## Provided information
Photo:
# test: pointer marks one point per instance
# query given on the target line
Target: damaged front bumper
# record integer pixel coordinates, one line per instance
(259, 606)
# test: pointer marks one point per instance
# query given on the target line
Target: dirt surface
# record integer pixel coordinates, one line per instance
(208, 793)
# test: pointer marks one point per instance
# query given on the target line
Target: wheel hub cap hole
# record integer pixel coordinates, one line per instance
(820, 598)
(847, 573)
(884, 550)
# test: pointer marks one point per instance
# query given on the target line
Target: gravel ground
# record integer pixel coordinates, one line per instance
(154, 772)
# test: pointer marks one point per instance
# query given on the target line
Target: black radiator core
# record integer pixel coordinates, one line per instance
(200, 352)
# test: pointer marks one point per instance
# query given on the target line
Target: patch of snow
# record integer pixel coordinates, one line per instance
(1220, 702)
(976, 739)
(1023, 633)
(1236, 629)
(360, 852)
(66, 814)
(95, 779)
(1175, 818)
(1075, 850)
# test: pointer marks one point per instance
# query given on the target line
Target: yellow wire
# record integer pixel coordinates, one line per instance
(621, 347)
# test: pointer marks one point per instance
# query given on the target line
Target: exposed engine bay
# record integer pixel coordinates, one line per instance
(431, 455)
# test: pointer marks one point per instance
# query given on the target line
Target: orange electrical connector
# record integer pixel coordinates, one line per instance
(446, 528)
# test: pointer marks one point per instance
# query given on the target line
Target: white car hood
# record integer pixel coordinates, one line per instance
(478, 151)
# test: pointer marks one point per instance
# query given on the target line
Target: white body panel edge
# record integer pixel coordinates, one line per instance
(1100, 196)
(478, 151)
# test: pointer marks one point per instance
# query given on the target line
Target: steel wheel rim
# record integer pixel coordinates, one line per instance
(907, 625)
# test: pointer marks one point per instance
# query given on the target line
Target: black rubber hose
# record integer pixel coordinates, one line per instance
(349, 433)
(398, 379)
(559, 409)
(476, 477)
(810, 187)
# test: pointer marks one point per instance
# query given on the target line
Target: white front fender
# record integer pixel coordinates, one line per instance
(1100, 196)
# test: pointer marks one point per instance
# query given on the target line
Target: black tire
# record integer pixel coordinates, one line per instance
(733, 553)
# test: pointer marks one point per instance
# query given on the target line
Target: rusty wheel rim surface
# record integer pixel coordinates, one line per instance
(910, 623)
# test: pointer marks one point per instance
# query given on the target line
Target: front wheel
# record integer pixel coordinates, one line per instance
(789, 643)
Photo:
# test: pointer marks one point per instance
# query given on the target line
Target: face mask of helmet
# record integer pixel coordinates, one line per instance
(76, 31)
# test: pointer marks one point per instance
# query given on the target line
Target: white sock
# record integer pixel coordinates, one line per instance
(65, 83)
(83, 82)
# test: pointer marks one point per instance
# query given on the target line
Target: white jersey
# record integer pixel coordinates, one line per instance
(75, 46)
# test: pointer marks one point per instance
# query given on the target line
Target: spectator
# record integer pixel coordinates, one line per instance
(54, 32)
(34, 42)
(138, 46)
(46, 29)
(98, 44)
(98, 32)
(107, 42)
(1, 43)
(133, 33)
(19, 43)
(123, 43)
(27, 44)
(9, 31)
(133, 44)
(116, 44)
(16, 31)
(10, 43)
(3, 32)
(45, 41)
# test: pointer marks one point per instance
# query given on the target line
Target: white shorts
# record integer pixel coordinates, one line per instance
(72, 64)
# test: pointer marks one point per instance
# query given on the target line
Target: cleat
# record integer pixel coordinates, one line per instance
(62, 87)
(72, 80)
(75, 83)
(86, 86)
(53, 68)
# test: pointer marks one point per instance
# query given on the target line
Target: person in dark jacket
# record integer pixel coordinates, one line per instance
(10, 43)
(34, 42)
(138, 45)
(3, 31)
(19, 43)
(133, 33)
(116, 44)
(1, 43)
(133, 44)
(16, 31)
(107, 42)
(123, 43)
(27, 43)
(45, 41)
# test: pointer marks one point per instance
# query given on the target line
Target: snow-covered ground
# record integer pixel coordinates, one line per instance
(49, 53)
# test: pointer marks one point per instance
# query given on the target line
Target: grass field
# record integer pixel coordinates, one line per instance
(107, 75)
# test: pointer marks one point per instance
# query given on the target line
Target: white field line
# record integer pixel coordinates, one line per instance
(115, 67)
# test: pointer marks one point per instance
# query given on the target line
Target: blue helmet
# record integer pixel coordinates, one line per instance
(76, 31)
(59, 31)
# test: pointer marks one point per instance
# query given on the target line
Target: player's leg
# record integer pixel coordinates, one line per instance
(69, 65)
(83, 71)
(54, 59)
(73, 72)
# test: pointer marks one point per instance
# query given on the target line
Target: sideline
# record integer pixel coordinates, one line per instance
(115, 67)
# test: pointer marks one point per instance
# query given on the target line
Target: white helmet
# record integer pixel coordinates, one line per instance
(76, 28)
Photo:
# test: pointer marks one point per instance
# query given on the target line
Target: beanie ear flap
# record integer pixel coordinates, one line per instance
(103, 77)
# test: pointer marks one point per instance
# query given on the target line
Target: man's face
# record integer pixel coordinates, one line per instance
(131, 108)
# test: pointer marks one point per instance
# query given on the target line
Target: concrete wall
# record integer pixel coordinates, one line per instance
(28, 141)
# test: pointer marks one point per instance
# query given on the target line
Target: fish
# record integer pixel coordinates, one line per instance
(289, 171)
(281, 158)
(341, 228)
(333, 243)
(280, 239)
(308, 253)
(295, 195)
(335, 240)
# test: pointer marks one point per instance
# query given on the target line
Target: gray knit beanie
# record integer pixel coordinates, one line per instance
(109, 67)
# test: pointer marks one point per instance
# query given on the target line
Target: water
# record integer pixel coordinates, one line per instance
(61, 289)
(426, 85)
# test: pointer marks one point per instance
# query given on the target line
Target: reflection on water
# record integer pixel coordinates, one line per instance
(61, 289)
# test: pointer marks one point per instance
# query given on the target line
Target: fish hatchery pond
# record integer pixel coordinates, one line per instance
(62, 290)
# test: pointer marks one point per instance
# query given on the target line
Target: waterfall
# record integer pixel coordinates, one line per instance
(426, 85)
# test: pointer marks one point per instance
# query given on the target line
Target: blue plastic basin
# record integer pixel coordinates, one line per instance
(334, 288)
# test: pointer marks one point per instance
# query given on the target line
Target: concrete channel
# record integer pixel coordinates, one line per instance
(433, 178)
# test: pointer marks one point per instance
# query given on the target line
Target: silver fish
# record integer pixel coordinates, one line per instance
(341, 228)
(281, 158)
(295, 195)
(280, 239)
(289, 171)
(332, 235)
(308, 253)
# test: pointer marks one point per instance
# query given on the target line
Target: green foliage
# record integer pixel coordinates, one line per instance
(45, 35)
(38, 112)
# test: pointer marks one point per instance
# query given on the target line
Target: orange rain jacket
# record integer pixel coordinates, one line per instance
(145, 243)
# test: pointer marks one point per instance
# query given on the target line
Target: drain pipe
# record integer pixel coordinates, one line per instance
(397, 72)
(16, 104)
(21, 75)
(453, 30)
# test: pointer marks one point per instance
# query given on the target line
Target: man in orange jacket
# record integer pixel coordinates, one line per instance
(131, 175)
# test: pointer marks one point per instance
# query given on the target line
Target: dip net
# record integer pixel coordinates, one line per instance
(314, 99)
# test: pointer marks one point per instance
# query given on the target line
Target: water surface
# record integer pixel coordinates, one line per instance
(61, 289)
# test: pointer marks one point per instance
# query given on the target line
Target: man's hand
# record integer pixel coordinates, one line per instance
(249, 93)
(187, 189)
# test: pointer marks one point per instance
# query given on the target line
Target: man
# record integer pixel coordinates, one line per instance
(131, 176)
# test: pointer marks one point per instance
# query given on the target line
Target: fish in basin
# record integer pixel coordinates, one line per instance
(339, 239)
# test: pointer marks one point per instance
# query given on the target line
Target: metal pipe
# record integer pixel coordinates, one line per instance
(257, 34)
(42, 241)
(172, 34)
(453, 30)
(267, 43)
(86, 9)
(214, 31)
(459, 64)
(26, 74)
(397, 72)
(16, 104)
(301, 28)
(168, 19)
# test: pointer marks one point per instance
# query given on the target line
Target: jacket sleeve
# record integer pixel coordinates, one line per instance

## Task objective
How many lines in the records above contain the string "orange", matching case exactly? Reply with the number alone.

## Reply to the exercise
3